** What you need to do **
1 > Print the portion of the May gardening article below between "1. Plan a ‘no" and "and other pollinators.", inclusive.
2 > Write what comes next in the May gardening article, picking up from the point at which it stops.

** Passage shown **
★ ★ ★ ★ ★ ★ ★

May brings many delights to our gardens. But don’t allow your excitement about the growing season ahead to fool you into assuming it’s summer already: this is the month when holding back can pay off in the long run. It’s still too cold for many tender plants to go outside fulltime. And think about letting go of your mower: leaving lawns to go wild allows all kinds of delights to flower, much to the joy of the bees.
1. Plan a ‘no mow’ May
Here’s a job to avoid this month: lock up your lawnmowers for No Mow May. This campaign by charity Plantlife encourages individuals and local councils to let grass in parks and on verges go wild for a few weeks, allowing dandelions, daisies, clover and other flowers to come into bloom and provide valuable pollen and nectar for bees and other pollinators.

★ ★ ★ ★ ★ ★ ★

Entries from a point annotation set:
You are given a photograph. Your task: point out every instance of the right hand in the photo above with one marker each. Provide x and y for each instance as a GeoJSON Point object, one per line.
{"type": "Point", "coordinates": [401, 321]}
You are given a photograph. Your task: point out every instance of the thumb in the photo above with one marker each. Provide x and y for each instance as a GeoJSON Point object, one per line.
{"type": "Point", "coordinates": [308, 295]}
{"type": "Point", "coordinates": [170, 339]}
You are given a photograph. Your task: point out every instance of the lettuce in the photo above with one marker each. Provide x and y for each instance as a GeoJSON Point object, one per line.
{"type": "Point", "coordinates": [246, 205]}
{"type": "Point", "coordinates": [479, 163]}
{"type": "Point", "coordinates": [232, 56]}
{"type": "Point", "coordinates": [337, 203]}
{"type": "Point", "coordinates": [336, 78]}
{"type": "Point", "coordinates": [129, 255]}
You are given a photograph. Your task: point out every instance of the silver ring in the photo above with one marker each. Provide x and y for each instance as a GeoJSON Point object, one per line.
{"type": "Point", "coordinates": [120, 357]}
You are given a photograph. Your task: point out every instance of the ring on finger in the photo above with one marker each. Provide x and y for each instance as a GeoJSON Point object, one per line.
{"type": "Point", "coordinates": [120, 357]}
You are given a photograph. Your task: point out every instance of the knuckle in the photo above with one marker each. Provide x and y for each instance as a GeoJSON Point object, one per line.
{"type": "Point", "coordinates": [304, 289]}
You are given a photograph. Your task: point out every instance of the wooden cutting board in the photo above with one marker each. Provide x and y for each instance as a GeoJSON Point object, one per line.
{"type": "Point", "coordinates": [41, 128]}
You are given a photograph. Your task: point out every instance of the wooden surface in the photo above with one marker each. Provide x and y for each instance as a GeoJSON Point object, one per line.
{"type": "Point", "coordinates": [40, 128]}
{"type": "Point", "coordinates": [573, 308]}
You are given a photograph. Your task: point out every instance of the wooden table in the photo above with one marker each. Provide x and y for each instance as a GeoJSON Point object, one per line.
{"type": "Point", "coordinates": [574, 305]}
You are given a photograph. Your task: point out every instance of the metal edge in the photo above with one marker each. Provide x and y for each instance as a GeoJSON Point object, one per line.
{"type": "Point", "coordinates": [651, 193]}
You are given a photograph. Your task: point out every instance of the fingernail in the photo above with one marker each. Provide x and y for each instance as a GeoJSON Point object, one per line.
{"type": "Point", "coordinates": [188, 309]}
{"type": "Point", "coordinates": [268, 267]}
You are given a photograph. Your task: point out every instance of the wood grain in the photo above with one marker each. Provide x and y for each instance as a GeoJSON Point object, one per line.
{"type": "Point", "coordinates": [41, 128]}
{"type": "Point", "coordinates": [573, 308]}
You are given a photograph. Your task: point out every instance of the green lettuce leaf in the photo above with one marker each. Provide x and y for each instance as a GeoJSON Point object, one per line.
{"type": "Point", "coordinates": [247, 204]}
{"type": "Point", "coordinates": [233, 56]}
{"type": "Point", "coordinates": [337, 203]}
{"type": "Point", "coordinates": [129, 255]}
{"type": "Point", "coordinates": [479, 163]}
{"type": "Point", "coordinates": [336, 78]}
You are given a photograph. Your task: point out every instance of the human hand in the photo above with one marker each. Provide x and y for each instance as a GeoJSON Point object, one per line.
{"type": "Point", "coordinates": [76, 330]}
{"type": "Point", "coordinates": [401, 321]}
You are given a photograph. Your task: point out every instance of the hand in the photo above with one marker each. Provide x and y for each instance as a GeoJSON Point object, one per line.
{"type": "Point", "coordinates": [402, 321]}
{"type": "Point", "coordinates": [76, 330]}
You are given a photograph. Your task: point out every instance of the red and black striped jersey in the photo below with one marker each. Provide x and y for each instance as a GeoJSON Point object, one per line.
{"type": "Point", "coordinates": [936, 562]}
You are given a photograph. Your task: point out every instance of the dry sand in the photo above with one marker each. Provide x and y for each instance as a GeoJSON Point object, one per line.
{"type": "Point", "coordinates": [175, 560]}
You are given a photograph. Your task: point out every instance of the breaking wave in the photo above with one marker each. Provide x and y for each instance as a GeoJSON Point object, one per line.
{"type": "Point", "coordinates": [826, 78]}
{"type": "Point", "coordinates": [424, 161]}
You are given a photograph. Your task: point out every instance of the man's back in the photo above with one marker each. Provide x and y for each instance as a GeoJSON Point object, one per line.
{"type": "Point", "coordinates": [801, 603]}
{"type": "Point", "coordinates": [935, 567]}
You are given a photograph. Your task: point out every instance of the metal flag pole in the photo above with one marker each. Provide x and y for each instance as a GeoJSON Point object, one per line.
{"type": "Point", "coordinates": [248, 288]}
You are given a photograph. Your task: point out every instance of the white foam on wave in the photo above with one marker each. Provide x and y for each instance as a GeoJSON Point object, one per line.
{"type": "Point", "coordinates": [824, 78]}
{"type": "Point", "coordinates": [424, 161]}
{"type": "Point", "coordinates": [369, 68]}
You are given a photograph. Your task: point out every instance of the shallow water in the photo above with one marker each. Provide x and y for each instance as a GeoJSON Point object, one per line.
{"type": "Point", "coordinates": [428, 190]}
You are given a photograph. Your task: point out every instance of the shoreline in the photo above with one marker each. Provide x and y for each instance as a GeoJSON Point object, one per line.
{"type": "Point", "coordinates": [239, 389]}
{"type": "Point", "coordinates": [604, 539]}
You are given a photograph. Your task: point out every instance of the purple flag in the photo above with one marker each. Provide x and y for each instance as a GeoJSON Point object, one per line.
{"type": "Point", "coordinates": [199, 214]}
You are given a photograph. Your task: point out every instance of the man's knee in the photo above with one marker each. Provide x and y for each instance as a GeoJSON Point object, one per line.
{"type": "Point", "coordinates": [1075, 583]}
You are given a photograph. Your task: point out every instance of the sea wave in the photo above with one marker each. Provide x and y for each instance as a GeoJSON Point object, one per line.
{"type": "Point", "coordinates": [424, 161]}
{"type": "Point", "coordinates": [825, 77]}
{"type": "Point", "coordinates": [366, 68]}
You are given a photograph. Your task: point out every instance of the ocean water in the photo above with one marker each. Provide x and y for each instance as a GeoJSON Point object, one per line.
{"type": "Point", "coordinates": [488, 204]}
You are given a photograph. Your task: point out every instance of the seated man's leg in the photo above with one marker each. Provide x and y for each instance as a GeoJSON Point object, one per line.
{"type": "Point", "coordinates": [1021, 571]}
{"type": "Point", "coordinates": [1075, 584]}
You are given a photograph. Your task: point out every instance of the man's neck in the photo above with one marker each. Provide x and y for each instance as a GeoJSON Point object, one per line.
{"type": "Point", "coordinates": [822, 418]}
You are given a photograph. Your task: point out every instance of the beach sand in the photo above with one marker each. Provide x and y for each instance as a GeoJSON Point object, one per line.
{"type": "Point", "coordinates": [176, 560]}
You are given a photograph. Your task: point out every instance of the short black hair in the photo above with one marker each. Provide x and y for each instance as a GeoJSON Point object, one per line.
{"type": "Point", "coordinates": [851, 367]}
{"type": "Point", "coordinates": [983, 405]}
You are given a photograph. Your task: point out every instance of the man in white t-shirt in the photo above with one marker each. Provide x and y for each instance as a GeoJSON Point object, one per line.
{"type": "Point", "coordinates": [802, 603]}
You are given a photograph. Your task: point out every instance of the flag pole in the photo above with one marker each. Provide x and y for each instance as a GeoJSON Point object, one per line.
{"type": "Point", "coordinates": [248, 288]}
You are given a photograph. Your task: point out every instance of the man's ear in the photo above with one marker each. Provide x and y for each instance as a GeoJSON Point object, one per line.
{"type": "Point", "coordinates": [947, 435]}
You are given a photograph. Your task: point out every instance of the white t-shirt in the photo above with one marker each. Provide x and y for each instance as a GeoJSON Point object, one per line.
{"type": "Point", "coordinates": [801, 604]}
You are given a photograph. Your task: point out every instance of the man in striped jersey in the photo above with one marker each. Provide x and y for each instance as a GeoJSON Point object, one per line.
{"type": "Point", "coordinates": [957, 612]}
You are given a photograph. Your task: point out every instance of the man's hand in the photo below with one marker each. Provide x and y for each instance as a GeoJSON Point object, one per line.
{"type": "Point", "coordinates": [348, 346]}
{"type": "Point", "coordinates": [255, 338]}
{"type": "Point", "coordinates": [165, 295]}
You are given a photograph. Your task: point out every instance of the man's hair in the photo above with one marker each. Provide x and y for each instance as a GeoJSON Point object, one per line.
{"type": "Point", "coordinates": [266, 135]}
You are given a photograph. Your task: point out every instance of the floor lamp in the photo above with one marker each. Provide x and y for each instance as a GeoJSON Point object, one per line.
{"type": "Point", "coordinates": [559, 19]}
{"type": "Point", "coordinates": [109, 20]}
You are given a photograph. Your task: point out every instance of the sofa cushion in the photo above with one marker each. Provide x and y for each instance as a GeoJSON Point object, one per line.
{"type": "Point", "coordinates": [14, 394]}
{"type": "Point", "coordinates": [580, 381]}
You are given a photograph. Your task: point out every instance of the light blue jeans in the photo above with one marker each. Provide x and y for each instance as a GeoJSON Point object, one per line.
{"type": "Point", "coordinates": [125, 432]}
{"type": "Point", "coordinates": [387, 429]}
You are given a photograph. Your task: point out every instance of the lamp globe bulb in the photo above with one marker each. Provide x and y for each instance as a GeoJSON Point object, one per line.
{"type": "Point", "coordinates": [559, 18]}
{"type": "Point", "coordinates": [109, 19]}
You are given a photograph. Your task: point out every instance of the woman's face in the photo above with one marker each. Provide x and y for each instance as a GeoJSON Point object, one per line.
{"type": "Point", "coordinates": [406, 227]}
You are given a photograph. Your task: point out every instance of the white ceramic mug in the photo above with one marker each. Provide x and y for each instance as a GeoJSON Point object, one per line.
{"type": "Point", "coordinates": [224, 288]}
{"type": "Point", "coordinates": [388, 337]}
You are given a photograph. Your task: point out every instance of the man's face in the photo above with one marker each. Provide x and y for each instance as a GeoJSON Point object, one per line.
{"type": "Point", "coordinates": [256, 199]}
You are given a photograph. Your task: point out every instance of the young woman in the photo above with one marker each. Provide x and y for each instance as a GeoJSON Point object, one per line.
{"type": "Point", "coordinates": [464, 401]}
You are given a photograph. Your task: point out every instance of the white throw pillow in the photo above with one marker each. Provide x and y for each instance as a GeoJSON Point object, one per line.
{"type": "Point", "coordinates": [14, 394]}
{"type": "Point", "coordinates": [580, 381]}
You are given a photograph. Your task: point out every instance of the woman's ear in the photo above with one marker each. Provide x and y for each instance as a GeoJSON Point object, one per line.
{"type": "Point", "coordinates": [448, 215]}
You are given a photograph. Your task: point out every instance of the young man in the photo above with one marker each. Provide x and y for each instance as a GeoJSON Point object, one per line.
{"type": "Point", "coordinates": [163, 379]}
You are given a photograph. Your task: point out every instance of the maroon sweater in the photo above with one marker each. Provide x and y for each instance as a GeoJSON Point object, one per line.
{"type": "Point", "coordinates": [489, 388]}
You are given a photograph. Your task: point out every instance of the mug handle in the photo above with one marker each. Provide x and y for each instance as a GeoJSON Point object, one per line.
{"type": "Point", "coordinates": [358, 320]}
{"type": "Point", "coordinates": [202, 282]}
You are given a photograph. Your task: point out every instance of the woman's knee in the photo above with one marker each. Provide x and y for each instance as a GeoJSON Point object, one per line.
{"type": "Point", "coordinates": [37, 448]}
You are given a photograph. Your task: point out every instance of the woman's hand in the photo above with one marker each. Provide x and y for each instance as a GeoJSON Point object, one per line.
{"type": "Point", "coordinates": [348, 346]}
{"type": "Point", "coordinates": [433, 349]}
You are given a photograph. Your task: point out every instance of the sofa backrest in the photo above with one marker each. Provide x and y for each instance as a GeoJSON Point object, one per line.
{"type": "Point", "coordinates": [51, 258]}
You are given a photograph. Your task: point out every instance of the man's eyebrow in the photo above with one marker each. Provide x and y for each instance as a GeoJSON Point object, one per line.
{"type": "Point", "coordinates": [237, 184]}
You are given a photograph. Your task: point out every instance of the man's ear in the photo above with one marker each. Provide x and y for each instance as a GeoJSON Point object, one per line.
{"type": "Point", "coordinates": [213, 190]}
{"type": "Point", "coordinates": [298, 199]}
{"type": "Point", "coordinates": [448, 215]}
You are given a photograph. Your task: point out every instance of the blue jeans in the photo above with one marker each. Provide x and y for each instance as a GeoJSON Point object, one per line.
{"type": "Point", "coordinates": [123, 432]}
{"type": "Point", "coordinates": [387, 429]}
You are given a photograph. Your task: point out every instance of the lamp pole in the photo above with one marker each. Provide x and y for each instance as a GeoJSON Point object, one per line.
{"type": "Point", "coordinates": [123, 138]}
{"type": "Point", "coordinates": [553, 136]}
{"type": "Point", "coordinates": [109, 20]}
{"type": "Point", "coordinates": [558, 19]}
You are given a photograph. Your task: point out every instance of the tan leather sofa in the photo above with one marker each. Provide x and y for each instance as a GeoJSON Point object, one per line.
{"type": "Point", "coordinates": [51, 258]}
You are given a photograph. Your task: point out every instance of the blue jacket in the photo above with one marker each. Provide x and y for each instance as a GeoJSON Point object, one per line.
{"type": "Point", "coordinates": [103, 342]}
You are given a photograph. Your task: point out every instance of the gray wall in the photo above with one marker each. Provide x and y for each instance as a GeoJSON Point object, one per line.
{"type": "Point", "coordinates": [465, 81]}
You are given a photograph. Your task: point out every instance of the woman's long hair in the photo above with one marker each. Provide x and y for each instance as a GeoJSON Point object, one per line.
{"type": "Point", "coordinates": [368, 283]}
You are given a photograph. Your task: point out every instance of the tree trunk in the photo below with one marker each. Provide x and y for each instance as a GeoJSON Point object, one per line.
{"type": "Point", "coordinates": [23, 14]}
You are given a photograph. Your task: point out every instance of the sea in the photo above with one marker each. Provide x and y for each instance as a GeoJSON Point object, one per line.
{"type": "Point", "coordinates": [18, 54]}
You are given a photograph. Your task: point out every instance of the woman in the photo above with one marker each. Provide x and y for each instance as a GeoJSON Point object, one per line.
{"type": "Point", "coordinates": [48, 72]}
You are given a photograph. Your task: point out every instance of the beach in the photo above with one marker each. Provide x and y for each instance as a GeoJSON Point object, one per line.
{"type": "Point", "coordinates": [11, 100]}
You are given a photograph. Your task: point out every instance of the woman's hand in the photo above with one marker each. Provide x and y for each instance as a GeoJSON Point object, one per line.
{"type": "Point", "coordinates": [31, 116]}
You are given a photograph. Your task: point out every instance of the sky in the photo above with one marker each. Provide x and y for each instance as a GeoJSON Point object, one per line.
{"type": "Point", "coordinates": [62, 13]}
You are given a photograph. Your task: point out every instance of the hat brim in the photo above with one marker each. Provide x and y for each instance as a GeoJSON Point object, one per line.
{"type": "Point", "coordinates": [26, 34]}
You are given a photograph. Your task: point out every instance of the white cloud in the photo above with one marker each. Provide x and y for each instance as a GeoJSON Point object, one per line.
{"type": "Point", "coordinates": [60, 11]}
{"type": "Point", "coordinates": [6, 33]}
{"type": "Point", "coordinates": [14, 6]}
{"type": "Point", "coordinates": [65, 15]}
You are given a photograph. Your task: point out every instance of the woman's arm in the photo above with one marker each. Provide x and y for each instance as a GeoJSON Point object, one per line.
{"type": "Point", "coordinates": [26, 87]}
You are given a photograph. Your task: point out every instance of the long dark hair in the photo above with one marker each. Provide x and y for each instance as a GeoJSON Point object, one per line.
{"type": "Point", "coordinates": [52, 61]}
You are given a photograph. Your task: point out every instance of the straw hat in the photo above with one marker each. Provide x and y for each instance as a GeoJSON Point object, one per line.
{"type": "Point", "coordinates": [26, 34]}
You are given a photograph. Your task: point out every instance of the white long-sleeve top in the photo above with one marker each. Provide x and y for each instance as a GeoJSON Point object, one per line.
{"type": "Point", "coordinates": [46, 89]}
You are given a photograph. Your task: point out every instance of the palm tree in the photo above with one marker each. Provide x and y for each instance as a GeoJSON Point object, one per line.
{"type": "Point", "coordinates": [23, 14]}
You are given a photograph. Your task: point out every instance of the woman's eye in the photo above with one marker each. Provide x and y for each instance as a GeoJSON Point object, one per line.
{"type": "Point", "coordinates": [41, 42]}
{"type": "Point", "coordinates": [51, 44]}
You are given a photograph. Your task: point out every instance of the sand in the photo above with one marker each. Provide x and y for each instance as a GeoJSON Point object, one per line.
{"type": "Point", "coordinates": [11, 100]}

★ ★ ★ ★ ★ ★ ★

** Expected answers **
1 >
1. Plan a ‘no mow’ May
Here’s a job to avoid this month: lock up your lawnmowers for No Mow May. This campaign by charity Plantlife encourages individuals and local councils to let grass in parks and on verges go wild for a few weeks, allowing dandelions, daisies, clover and other flowers to come into bloom and provide valuable pollen and nectar for bees and other pollinators.

2 >
2. Thinning out – it’s a ‘must do’ job
Thinning out young plants is a necessary evil when it comes to both vegetable crops and annual flowers. If you leave seedlings bunched together, they outcompete each other and the result is stunted growth. For vegetables such as carrots and beetroot, you can eat the pickings; for annual flowers such as love-in-a-mist, pot marigolds and cornflowers, carefully dig up the excess seedlings with their roots intact and you should be able to transplant them into any bare patches.
3. Flower seeds to sow in May
There’s no shortage of seeds to sow in the May garden, with many now being able to be sown straight into the soil outside.
Sunflowers, cornflowers, zinnias, nasturtiums, nigella, poppies and wildflower mixes can all be sown directly into beds, borders or outdoor containers.
In trays and pots you can start growing biennials and perennials, such as foxgloves, wallflowers, delphiniums, lupins and primroses in the greenhouse or on the windowsill to flower next year and years to come.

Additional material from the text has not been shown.